*EXERCISE INSTRUCTIONS*. Copy each of the entries below line for line, with no changes.
::: RECORDED INFORMATION :::
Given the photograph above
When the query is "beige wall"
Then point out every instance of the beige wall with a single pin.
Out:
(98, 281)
:::
*PROBLEM SOLUTION*.
Given the photograph above
When the query is "beige wall"
Then point out every instance of the beige wall with a single pin.
Out:
(98, 281)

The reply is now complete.